◆ Work required
Output, with no changes, the span of lines that opens with the line containing "Shelf-audit tool: tag the construction" and closes with the last line.

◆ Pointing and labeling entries
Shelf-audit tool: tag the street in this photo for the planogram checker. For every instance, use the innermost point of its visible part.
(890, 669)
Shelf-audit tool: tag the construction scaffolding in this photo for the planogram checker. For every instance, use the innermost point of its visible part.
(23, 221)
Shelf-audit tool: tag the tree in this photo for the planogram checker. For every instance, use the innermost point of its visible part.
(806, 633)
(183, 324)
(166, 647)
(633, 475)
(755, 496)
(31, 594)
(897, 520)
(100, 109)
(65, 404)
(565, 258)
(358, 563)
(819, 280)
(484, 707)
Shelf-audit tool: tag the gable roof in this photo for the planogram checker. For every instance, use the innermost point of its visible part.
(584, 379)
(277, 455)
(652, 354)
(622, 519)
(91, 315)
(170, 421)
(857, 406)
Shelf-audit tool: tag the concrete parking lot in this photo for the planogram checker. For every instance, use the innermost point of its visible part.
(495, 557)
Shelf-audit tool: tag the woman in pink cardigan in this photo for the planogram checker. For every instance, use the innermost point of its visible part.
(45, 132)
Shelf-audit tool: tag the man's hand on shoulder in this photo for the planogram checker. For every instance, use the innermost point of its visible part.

◆ Exercise solution
Shelf-audit tool: tag the construction scaffolding in this photo for the planogram checker. For every instance, use the innermost point of its visible part.
(23, 221)
Shelf-audit tool: tag the tree in this photo for the planogram checker. For every instance, use the innermost point of its visible part.
(806, 633)
(183, 324)
(166, 647)
(633, 475)
(755, 496)
(31, 594)
(897, 520)
(100, 109)
(65, 404)
(565, 258)
(358, 563)
(819, 280)
(484, 707)
Shelf-audit tool: tag the gable roof in this photo for the planogram checker. For every instance, use the innermost point of its visible part.
(584, 379)
(277, 455)
(652, 354)
(622, 519)
(91, 315)
(170, 421)
(857, 406)
Shelf-audit tool: tag the concrete parking lot in this photo for the planogram checker. For every instance, use the innermost point of its visible part.
(495, 557)
Shelf-audit tool: tag the woman in pink cardigan in this photo for the planogram checker. For every instance, use the innermost point of its visible part.
(45, 132)
Shelf-audit tool: tag the man's hand on shoulder in this photo for the planogram checker. For every instance, use the innermost point of its visible part.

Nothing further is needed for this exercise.